▶ Sorulan:
Aşağıdaki okuma parçasına göre şu üç ifadenin doğru olup olmadığını evet ya da hayır ile belirtin ve her yanıtın yanına parçadaki belirleyici sözleri aynen alıntılayın.
1. İnsan hayır istemekten usanır.
2. Çevirilerden biri hayrı mal, mülk ve genişlik olarak açıklar.
3. İnsan, kendisine bir kötülük gelince ümitsizliğe düşer.

بِسۡمِ ٱللَّهِ ٱلرَّحۡمَٰنِ ٱلرَّحِيمِ
لَّا يَسۡـَٔمُ ٱلۡإِنسَٰنُ مِن دُعَآءِ ٱلۡخَيۡرِ وَإِن مَّسَّهُ ٱلشَّرُّ فَيَـُٔوسٞ قَنُوطٞ ٤٩
İnsan hayır istemekten usanmaz da kendisine bir şer dokunuverirse hemen ümidi keser, ye'se düşer.
İnsan; hayır istemekten usanmaz da, kendisine bir kötülük gelince ümitsizliğe düşer, meyus olur.
İnsan, hayır (mal, mülk, genişlik) istemekten usanmaz. Fakat başına bir kötülük gelince umutsuzluğa düşer, yıkılır.

▶ Veri bölümü:
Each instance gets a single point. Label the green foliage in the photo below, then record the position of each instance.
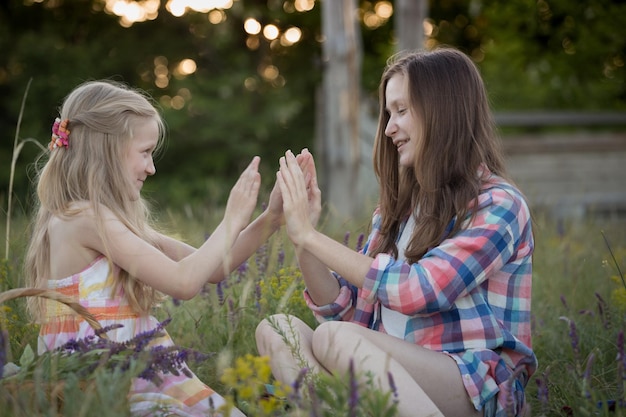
(550, 54)
(578, 322)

▶ Alıştırma çözümü:
1. Hayır: "İnsan hayır istemekten usanmaz"
2. Evet: "hayır (mal, mülk, genişlik) istemekten usanmaz"
3. Evet: "kendisine bir kötülük gelince ümitsizliğe düşer"